[Material for this exercise Boundary: Start]

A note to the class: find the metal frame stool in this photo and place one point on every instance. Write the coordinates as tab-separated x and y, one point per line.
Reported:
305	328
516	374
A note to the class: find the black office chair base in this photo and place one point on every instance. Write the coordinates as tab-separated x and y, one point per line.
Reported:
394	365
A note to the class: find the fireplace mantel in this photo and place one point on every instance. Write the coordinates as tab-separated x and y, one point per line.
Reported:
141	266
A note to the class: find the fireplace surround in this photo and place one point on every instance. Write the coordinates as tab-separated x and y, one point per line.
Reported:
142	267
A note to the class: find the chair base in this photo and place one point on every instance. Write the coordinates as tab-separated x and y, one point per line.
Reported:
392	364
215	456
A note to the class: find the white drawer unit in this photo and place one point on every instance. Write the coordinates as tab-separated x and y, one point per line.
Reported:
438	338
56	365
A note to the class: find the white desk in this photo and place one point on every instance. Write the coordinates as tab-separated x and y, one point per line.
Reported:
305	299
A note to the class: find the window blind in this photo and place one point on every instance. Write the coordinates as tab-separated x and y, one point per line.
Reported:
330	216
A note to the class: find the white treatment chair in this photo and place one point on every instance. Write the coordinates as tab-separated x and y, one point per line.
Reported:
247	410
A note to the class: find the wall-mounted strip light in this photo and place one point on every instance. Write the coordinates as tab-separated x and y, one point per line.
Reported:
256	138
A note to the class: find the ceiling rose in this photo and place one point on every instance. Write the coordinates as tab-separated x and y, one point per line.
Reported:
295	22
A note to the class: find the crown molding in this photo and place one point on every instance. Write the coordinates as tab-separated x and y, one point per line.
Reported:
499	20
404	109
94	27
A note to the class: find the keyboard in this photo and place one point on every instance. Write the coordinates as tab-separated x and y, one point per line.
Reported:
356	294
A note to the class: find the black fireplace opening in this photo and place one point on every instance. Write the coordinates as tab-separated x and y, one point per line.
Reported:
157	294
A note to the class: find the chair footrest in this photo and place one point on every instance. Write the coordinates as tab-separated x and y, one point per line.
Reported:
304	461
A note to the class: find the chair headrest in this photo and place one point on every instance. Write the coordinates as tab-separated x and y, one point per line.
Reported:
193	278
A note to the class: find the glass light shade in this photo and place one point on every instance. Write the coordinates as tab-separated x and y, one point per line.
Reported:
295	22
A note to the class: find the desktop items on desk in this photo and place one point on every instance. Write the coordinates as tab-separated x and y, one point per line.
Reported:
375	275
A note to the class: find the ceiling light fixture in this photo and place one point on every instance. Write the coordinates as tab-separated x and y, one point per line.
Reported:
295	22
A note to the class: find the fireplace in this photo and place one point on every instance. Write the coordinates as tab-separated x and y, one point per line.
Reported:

[Material for this exercise Boundary: End]

From the data, report how many lines hold "base", leaving out any other words.

2